Texto propuesto
---
Wim Wenders dedicó El amigo americano (1977) y Relámpago sobre el agua (1979) a uno de sus maestros, el gran Nicholas Ray. En la segunda de ellas, también conocida como Nick’s movie, Wenders y Ray filman la muerte física del segundo, agobiado por un cáncer terminal, en un tête à tête conmovedor, entre discípulo y mentor, entre quien desea apropiarse del gesto último del genio y aquel que abandona el escenario combate de retaguardia. Domènec Font lo refiere como «un rito funerario y sacrificial, de naturaleza hegeliana, que quiere subrayar la muerte del arte», pero bajo protesta: Nicholas Ray, igual que Orson Welles en Al otro lado del viento (1972), jamás terminó su último film, Nunca volveremos a casa (1976), tal vez porque, dueños Ray y Welles de universos disconformes y enfrentados al continuo desdén de los otros, se resistían a desaparecer.
---
Preguntas
1. Transcribe del fragmento sobre Nicholas Ray el pasaje que empieza con las palabras "Wim Wenders dedicó" y acaba con "resistían a desaparecer.".
2. Según el fragmento sobre Nicholas Ray, ¿por qué tal vez ni Ray ni Welles terminaron su último film?
Los ítems no se necesitan para resolver esta actividad.

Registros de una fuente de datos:
---
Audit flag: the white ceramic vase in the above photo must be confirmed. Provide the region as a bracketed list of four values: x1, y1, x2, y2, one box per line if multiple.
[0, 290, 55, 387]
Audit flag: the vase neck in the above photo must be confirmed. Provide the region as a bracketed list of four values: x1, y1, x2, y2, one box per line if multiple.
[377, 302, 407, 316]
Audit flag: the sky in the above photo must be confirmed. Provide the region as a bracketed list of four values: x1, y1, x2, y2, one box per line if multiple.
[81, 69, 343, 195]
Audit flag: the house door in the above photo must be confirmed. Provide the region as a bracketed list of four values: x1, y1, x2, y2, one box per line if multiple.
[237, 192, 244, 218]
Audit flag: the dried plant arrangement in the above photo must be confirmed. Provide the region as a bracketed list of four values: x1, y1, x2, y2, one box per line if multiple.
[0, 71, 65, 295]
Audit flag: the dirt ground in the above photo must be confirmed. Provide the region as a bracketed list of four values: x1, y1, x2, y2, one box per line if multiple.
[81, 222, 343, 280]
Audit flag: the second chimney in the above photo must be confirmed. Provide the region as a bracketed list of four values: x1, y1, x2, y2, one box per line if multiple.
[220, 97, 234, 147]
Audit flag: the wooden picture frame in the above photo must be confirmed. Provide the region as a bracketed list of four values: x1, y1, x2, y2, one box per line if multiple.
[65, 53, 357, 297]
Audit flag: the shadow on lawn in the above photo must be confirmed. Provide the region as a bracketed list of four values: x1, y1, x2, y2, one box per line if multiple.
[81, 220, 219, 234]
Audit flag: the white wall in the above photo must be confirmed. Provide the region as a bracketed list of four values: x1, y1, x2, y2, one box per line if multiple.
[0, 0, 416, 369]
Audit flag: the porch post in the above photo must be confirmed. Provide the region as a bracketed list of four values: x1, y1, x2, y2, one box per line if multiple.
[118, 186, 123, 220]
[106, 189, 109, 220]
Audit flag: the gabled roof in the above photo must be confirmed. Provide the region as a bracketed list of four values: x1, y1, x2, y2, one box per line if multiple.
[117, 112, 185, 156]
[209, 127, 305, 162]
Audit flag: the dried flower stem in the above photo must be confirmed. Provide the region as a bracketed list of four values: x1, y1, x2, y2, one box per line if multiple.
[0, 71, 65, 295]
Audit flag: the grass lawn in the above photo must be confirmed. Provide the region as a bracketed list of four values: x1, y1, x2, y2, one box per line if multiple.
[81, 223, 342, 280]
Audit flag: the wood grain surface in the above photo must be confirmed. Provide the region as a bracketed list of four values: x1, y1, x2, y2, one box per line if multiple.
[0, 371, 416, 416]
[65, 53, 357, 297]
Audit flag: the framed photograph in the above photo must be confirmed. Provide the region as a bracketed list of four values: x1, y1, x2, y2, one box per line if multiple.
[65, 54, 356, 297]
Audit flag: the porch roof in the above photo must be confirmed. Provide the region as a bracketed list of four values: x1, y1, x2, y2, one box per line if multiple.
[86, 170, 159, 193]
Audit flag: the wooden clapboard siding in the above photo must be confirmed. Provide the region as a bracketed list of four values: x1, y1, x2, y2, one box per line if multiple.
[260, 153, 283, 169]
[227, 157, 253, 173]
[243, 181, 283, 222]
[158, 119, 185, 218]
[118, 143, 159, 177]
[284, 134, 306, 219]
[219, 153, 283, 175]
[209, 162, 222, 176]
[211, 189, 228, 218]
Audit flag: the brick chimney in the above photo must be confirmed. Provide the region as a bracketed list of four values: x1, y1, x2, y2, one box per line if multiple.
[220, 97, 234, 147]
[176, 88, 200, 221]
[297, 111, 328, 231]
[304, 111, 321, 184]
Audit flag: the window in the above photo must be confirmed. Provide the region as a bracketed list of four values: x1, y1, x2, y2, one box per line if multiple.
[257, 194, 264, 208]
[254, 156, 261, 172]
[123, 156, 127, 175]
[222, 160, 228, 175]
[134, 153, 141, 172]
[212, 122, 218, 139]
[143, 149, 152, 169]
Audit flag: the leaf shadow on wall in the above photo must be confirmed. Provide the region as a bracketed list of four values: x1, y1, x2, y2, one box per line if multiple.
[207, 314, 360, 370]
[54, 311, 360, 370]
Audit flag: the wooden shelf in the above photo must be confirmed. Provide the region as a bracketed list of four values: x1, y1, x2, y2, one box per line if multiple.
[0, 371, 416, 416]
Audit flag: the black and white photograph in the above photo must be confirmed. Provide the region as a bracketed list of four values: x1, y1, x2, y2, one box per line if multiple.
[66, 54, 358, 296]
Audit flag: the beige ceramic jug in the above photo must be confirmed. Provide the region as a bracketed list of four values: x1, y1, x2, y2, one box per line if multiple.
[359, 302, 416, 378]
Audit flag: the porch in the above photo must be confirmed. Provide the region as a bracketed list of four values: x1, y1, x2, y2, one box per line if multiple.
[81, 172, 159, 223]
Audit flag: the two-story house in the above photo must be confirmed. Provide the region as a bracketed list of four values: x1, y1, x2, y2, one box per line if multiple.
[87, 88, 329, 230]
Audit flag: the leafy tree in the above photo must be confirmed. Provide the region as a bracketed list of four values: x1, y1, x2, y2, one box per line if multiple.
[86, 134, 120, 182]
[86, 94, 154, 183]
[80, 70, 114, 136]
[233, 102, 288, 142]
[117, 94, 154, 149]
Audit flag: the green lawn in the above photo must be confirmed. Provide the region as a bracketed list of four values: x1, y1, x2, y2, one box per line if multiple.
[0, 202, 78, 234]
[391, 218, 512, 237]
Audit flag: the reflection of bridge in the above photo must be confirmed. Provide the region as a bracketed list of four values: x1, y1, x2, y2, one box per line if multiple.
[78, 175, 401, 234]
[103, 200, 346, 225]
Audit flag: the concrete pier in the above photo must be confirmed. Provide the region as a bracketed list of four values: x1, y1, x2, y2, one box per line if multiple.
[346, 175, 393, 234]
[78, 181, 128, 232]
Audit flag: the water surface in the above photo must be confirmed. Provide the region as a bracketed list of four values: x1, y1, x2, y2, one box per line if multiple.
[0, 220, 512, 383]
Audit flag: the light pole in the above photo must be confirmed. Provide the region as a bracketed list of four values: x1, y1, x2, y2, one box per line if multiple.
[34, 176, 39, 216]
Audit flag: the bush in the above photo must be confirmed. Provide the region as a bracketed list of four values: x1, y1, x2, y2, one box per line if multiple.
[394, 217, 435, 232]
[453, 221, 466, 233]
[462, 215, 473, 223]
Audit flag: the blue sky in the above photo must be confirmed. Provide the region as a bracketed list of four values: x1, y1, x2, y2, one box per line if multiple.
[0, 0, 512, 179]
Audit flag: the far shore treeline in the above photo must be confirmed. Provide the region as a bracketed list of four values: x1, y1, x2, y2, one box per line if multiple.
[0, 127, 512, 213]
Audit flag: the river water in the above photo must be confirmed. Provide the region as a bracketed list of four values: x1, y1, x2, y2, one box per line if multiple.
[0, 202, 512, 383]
---
Soluciones
1.
Wim Wenders dedicó El amigo americano (1977) y Relámpago sobre el agua (1979) a uno de sus maestros, el gran Nicholas Ray. En la segunda de ellas, también conocida como Nick’s movie, Wenders y Ray filman la muerte física del segundo, agobiado por un cáncer terminal, en un tête à tête conmovedor, entre discípulo y mentor, entre quien desea apropiarse del gesto último del genio y aquel que abandona el escenario combate de retaguardia. Domènec Font lo refiere como «un rito funerario y sacrificial, de naturaleza hegeliana, que quiere subrayar la muerte del arte», pero bajo protesta: Nicholas Ray, igual que Orson Welles en Al otro lado del viento (1972), jamás terminó su último film, Nunca volveremos a casa (1976), tal vez porque, dueños Ray y Welles de universos disconformes y enfrentados al continuo desdén de los otros, se resistían a desaparecer.

2. Ray y Welles eran dueños de universos disconformes y se enfrentaban al continuo desdén de los otros. Por eso, tal vez, se resistían a desaparecer.